[[ Raw data, beginning ]]

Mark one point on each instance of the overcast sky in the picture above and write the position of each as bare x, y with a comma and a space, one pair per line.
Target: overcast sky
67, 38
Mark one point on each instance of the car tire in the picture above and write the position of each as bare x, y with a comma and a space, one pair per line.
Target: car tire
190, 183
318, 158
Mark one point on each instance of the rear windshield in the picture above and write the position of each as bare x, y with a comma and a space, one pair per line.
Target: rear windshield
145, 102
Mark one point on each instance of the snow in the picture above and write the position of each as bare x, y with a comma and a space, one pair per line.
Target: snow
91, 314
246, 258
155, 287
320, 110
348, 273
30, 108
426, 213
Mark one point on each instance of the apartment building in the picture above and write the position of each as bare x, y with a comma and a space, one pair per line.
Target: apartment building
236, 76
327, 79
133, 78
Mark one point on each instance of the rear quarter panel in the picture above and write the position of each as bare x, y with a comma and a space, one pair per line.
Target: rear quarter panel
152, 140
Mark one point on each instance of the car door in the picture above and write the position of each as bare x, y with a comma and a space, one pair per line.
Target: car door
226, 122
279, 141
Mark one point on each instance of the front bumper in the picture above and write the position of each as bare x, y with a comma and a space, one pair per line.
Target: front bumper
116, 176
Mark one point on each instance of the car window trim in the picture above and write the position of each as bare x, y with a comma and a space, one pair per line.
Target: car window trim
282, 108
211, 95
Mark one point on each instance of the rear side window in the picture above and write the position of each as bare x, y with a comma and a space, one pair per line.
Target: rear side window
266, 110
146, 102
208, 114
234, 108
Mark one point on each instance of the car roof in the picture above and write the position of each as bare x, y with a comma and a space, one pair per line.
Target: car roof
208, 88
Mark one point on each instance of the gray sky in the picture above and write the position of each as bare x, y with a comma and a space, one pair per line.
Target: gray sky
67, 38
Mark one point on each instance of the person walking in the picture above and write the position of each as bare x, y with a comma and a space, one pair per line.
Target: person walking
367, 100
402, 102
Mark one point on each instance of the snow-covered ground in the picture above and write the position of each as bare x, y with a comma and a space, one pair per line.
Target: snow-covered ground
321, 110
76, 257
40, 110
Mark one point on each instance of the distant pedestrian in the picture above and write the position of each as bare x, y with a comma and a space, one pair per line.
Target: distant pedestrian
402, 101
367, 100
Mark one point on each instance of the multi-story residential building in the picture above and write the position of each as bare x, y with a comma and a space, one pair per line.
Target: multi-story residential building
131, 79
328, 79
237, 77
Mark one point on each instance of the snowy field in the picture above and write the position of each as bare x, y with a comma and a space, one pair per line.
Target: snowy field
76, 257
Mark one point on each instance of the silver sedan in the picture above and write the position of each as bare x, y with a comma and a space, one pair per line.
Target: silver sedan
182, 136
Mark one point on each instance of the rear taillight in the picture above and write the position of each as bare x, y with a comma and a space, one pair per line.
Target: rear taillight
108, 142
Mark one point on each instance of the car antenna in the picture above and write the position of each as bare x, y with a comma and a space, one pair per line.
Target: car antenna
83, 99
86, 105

[[ Raw data, end ]]

▶ Task: Each record is to be given again in full, exactly as it reads.

▶ Result for this exercise:
Mark one point on each instance of the overcast sky in the picture above and write the position of each as bare x, y with a comma and a space, one pair per line.
Target: overcast sky
67, 38
Mark one point on each instance of the car tire in the picture above and write the position of each as bare x, y with a comma and a space, one pair per line.
Target: car tire
190, 183
318, 158
Mark one point on each instance of the rear windshield in the picture above and write the position of each as bare x, y with a comma and a space, one pair per line.
Target: rear windshield
145, 102
Mark one point on each instance of the snow in the picture above and write the position of each as bare x, y with a comma and a space, one pair per line.
Target: snow
91, 314
246, 258
155, 287
320, 110
348, 273
30, 108
426, 213
Mark one point on each instance of the apartment building in the picture above and write the position of each as bare x, y with a comma and a space, one pair per line.
Target: apartment building
236, 76
327, 79
133, 78
Mark one point on each instance of the rear quarter panel in the picture above and write the position of each as bare x, y with a comma and a space, one pair per line.
Target: rear quarter panel
152, 140
Mark one point on each instance of the car door in the picture above and write the position of each as bare x, y with a comma and a space, one pair per line.
Target: car door
226, 122
279, 141
Mark one point on each instance of the front bumper in the picture above and write the position of each as bare x, y with a comma and a space, one pair per line.
Target: front bumper
116, 176
Mark one point on each instance of the car window trim in the picture above and write the position of each as bare x, y with a comma and a space, one pair per line.
Target: car window trim
282, 108
211, 95
Mark one point on each instance of the rear side window in the picture above and write the position of each as bare x, y with a comma and a space, one pair per line.
Target: rear side window
266, 110
146, 102
208, 114
234, 108
Mark one point on each instance of the car roof in the picture above and write the position of each as bare x, y with a comma and a space, one pair per line.
Target: car roof
208, 88
Mark one point on each instance of the gray sky in the picture above and write the position of each as bare x, y with a comma and a space, one pair per line.
Target: gray sky
67, 38
Mark one point on each instance of the person walking in the picture above and write the position of each as bare x, y with a comma and a space, one pair per line.
Target: person walking
367, 100
402, 102
Mark one point on each instance of the snow-covered ground in the picture above and write the position of each as bare x, y with a comma and a space, one pair per line.
Target: snow-covered ground
321, 110
76, 257
40, 110
Mark one point on each instance of the distant pedestrian in the picture above and write the position of each as bare x, y with a comma and a space, one pair per line.
Target: distant pedestrian
402, 101
367, 100
Mark one point on each instance of the multi-story residential building in the picture above and write the position of each as bare x, y with a comma and a space, one pair per line.
Target: multi-story residential building
131, 79
328, 79
237, 77
Mark one point on each instance of the snowy field in the picture above and write the position of each as bare x, y with a comma and a space, one pair per line.
Target: snowy field
76, 257
Mark one point on each instance of the silver sedan in the picture above and write the position of each as bare x, y with a comma and a space, one pair per line.
Target: silver sedan
182, 136
Mark one point on each instance of the rear taillight in the picture above and write the position of each as bare x, y with a comma and a space, one pair per line.
Target: rear taillight
108, 142
Mark one point on each instance of the car antenna in the picture above and write the position of each as bare x, y with a comma and a space, one pair per line.
Target: car antenna
83, 99
86, 105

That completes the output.